## start THE INPUT

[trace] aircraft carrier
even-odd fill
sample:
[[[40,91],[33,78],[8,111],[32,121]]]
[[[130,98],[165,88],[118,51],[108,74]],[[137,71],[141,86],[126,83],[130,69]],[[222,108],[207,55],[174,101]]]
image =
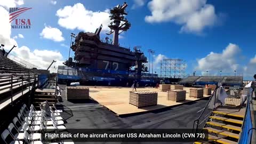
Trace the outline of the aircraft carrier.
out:
[[[12,59],[9,55],[11,51],[6,54],[0,50],[0,143],[95,143],[78,142],[70,138],[47,141],[43,135],[47,133],[45,130],[51,128],[57,133],[69,133],[72,130],[74,132],[74,129],[76,133],[76,131],[87,129],[95,133],[106,129],[113,131],[130,129],[132,132],[144,129],[153,133],[157,129],[170,132],[173,129],[187,129],[193,132],[207,131],[209,137],[204,140],[197,138],[183,142],[180,139],[172,143],[255,143],[256,134],[253,132],[255,127],[255,82],[245,85],[241,76],[204,76],[194,74],[179,81],[180,85],[178,86],[163,83],[160,89],[139,86],[137,92],[131,92],[129,87],[120,86],[129,80],[141,82],[145,79],[165,79],[145,74],[148,71],[145,66],[147,59],[139,49],[132,51],[118,46],[120,31],[130,27],[123,17],[126,14],[126,7],[124,3],[110,11],[113,22],[109,25],[112,30],[109,34],[113,34],[113,42],[108,42],[108,38],[105,42],[100,40],[101,26],[94,33],[79,33],[71,46],[75,61],[69,59],[65,62],[68,67],[59,67],[58,74],[50,74],[48,70],[54,60],[47,70],[43,70]],[[256,75],[254,78],[256,79]],[[119,86],[69,87],[58,83],[63,82],[58,81],[60,79],[70,81],[68,83],[82,80],[93,84],[107,82],[111,83],[110,86],[116,82]],[[170,90],[178,87],[182,90]],[[194,95],[199,92],[203,92],[203,87],[204,91],[210,90],[210,94],[205,94],[204,91],[202,97],[195,98]],[[68,88],[76,89],[72,91],[75,94],[70,94]],[[79,90],[81,89],[83,91]],[[185,100],[168,99],[169,91],[180,90],[186,91],[183,93]],[[156,95],[156,105],[144,107],[131,105],[131,92],[145,92],[147,95],[140,102],[148,102],[150,98]],[[71,97],[74,99],[70,99]],[[86,99],[82,99],[84,97]],[[46,116],[45,109],[39,106],[46,101],[52,108],[50,116]],[[157,141],[124,140],[115,143]],[[97,142],[106,143],[114,142]]]
[[[85,85],[104,85],[110,83],[111,85],[129,85],[133,81],[141,83],[156,83],[156,74],[149,74],[145,63],[147,58],[138,46],[133,50],[119,46],[119,35],[127,31],[131,23],[125,18],[125,9],[127,4],[118,5],[111,9],[108,27],[111,31],[107,35],[113,34],[113,38],[108,37],[105,41],[100,37],[102,26],[97,28],[94,33],[80,32],[75,37],[71,48],[75,52],[74,60],[69,58],[65,62],[68,67],[59,68],[58,73],[63,74],[64,69],[69,69],[68,75],[74,75],[73,71],[78,77],[68,81],[68,76],[60,75],[60,81],[80,79]],[[113,40],[112,40],[113,39]],[[62,78],[63,77],[63,78]],[[69,76],[72,77],[72,76]],[[143,84],[145,85],[145,84]]]

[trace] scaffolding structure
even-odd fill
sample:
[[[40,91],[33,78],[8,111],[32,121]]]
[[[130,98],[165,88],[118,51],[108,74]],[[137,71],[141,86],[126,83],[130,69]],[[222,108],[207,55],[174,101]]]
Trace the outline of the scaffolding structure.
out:
[[[183,78],[187,65],[179,59],[164,59],[161,62],[160,76],[169,78]]]

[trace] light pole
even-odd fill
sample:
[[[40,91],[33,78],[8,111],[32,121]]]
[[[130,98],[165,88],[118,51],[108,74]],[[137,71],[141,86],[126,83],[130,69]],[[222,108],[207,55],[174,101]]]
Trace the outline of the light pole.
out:
[[[154,70],[154,54],[155,53],[154,51],[151,51],[151,53],[152,53],[152,74],[153,74]],[[152,76],[153,77],[153,76]]]
[[[148,76],[150,76],[150,52],[151,51],[152,51],[152,50],[151,49],[149,49],[149,50],[148,50],[148,52],[149,54],[149,68],[148,68]]]
[[[69,57],[70,57],[71,43],[72,42],[72,38],[75,37],[75,35],[75,35],[73,33],[71,33],[70,46],[69,47],[69,53],[68,53],[68,69],[69,69]]]

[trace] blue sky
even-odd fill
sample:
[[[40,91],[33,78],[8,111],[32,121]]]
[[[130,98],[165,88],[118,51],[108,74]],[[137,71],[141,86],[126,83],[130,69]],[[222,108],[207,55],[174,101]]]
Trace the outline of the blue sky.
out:
[[[98,27],[102,22],[100,20],[107,23],[107,10],[124,2],[6,1],[0,1],[1,12],[4,9],[8,12],[9,7],[33,7],[19,17],[30,19],[31,28],[10,29],[5,13],[7,18],[3,20],[0,29],[0,43],[5,43],[7,47],[17,42],[19,47],[13,51],[14,54],[36,65],[42,62],[43,68],[53,59],[59,61],[57,65],[67,59],[70,33],[77,34],[82,30],[94,33],[92,27]],[[180,1],[127,1],[126,18],[131,27],[122,34],[121,45],[131,48],[140,45],[145,52],[149,49],[155,50],[154,71],[158,73],[159,61],[163,58],[180,58],[187,63],[187,74],[196,71],[201,75],[206,70],[213,74],[219,70],[234,73],[235,70],[243,73],[245,79],[252,79],[253,74],[256,73],[256,10],[253,7],[256,2],[194,0],[183,1],[182,3]],[[70,6],[65,7],[67,6]],[[67,17],[72,11],[70,9],[83,14]],[[93,15],[97,13],[98,15]],[[84,18],[87,16],[91,19]],[[60,22],[61,19],[64,20]],[[81,19],[84,20],[79,20]],[[73,23],[70,19],[76,22]],[[106,25],[103,29],[102,38],[106,37],[104,34],[108,30]],[[24,38],[19,37],[19,34]]]

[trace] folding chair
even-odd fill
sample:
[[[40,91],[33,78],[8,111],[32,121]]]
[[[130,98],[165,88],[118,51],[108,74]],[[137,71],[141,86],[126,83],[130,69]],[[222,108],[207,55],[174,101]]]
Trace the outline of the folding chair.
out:
[[[8,130],[15,140],[22,140],[24,139],[24,133],[19,132],[13,123],[11,123],[8,125]]]
[[[1,134],[1,137],[4,142],[5,142],[5,144],[23,144],[23,142],[22,141],[15,140],[7,129],[5,129],[5,130]]]

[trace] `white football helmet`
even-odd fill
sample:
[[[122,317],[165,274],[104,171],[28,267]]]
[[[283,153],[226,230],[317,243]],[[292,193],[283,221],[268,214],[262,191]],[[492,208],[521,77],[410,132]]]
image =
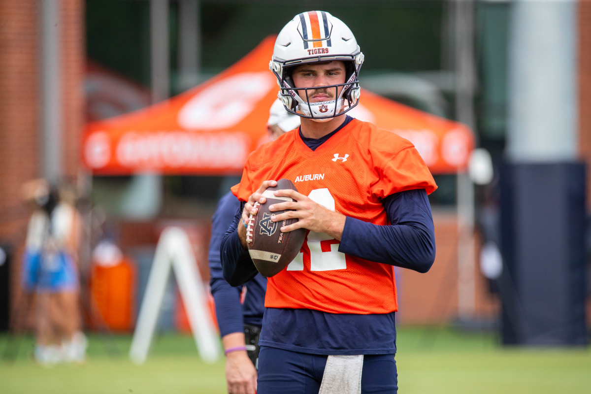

## end THE INPUT

## GIVEN TASK
Pull out every line above that contains the word "light".

## RIGHT ANSWER
[trace] light pole
Trace the outline of the light pole.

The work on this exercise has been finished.